PROBLEM DESCRIPTION: Rewrite the stretch from the line containing "Reviewer note: confirm that every instance of the black" through the end of the records, putting "Label" in place of "Target" and leaving everything else unchanged.

— start TASK MATERIAL —

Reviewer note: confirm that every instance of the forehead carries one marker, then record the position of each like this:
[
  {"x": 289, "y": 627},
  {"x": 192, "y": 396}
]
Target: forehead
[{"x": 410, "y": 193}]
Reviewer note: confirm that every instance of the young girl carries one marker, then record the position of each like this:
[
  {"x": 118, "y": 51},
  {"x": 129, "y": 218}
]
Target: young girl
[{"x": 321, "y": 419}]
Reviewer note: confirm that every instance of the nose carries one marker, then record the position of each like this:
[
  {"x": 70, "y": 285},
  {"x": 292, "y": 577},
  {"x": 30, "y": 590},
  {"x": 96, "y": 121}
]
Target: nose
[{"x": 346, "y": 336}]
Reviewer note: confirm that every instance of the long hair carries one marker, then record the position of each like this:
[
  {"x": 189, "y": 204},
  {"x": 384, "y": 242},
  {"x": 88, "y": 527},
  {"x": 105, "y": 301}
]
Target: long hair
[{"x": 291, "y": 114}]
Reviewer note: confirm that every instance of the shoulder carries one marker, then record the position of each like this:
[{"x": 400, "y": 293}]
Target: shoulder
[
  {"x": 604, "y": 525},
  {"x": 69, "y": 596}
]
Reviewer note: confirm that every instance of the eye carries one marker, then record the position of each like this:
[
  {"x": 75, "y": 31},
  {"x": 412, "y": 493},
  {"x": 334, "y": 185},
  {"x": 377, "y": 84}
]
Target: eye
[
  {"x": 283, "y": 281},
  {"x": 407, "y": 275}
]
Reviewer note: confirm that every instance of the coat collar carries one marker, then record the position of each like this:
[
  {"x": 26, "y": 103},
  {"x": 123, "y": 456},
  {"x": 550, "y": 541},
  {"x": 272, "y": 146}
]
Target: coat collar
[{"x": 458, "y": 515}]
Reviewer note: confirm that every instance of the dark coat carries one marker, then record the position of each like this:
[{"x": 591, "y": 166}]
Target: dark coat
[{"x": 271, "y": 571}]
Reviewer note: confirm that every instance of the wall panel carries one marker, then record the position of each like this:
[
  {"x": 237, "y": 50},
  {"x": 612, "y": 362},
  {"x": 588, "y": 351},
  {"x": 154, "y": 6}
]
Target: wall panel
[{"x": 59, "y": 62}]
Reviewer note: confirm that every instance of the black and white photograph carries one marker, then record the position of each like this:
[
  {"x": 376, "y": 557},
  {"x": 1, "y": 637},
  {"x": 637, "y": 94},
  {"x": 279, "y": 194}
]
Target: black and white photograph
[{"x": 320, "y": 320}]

— end TASK MATERIAL —

FINAL RESULT:
Reviewer note: confirm that every instance of the black and white photograph carries one marker, then record the position of each like this:
[
  {"x": 376, "y": 557},
  {"x": 1, "y": 637},
  {"x": 637, "y": 94},
  {"x": 279, "y": 194}
]
Label: black and white photograph
[{"x": 320, "y": 320}]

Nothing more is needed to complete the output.